When my friend and neighbor Jenny Rie Van der Linden and I first started going up Flagstaff Mountain above Boulder, Colo., to watch sunsets five years ago, I was embarrassed to tell her that she scared the crap out of me when she scrambled out to the very tip of the rock outcropping, then perched herself up on top of another boulder. When she urged me to come join her, I said I didn't have good shoes and settled on a second-place view from a safe rock. I can admit to her now that I don't go to the edge because I'm scared and that I worry the entire time she's out there that she will fall.

DATA PROVIDED:
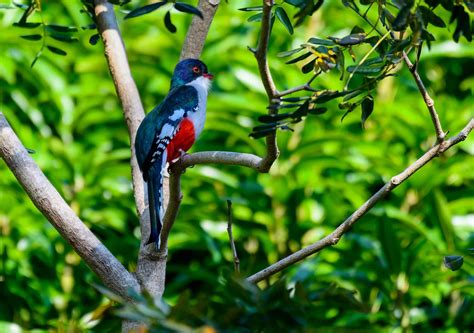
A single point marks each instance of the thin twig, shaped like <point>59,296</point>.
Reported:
<point>47,199</point>
<point>231,237</point>
<point>124,85</point>
<point>334,237</point>
<point>440,134</point>
<point>306,87</point>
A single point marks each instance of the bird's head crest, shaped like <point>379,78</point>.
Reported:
<point>189,70</point>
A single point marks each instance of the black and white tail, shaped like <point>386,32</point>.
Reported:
<point>155,200</point>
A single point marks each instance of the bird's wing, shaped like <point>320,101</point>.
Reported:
<point>160,125</point>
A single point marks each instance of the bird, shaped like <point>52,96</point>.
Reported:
<point>168,131</point>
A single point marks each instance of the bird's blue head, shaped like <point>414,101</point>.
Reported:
<point>189,70</point>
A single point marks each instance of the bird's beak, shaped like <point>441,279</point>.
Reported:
<point>208,76</point>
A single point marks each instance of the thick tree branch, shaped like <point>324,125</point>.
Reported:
<point>47,199</point>
<point>124,85</point>
<point>192,48</point>
<point>440,135</point>
<point>334,237</point>
<point>197,32</point>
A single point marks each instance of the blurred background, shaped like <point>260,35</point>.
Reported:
<point>391,263</point>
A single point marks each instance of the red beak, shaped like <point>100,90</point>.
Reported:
<point>208,76</point>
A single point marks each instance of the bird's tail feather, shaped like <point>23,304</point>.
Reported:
<point>155,202</point>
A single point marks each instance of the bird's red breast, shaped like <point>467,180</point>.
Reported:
<point>182,141</point>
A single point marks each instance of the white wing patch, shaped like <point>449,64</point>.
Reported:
<point>198,117</point>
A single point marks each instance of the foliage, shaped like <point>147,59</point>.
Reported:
<point>387,273</point>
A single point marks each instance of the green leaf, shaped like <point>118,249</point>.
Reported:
<point>317,111</point>
<point>299,58</point>
<point>56,50</point>
<point>60,28</point>
<point>367,108</point>
<point>296,3</point>
<point>168,24</point>
<point>453,262</point>
<point>352,39</point>
<point>255,18</point>
<point>145,10</point>
<point>401,21</point>
<point>319,41</point>
<point>284,19</point>
<point>38,55</point>
<point>273,118</point>
<point>365,69</point>
<point>64,38</point>
<point>444,218</point>
<point>290,52</point>
<point>185,8</point>
<point>32,37</point>
<point>308,67</point>
<point>27,25</point>
<point>430,17</point>
<point>262,133</point>
<point>252,9</point>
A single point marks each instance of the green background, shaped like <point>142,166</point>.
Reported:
<point>65,108</point>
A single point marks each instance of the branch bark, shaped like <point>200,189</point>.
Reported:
<point>440,135</point>
<point>334,237</point>
<point>260,53</point>
<point>47,199</point>
<point>197,32</point>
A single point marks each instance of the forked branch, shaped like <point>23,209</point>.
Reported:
<point>47,199</point>
<point>334,237</point>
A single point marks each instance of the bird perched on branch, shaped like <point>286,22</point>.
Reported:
<point>169,130</point>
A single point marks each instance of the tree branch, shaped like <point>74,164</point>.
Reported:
<point>124,85</point>
<point>197,32</point>
<point>231,237</point>
<point>47,199</point>
<point>440,135</point>
<point>267,80</point>
<point>192,48</point>
<point>334,237</point>
<point>306,87</point>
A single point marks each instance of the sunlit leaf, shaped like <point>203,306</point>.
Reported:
<point>56,50</point>
<point>367,108</point>
<point>168,24</point>
<point>453,262</point>
<point>32,37</point>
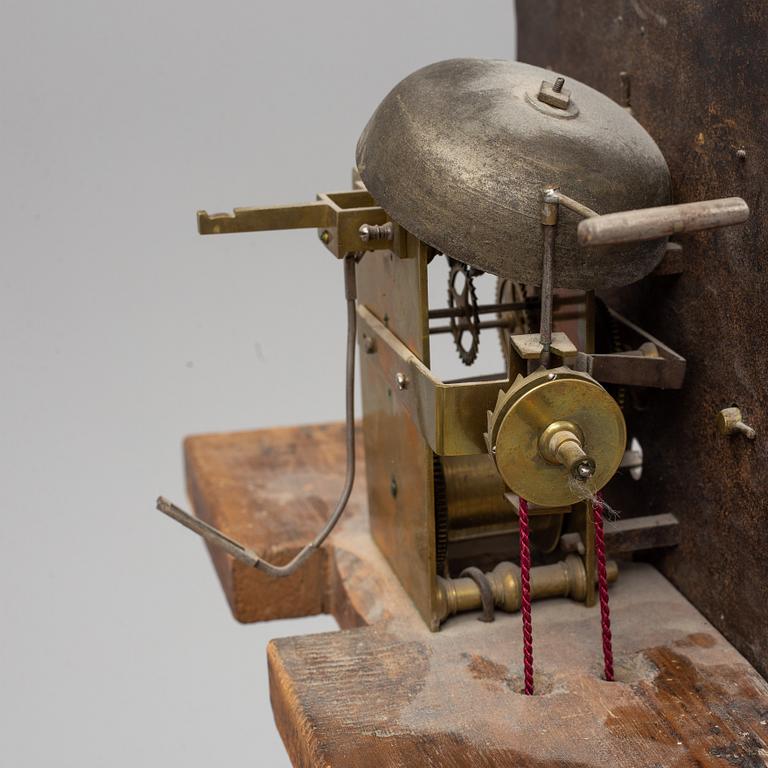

THE TASK: Copy the Flagstaff Mountain sunsets passage word for word, all of it.

SOLUTION TO THIS PROBLEM:
When my friend and neighbor Jenny Rie Van der Linden and I first started going up Flagstaff Mountain above Boulder, Colo., to watch sunsets five years ago, I was embarrassed to tell her that she scared the crap out of me when she scrambled out to the very tip of the rock outcropping, then perched herself up on top of another boulder. When she urged me to come join her, I said I didn't have good shoes and settled on a second-place view from a safe rock. I can admit to her now that I don't go to the edge because I'm scared and that I worry the entire time she's out there that she will fall.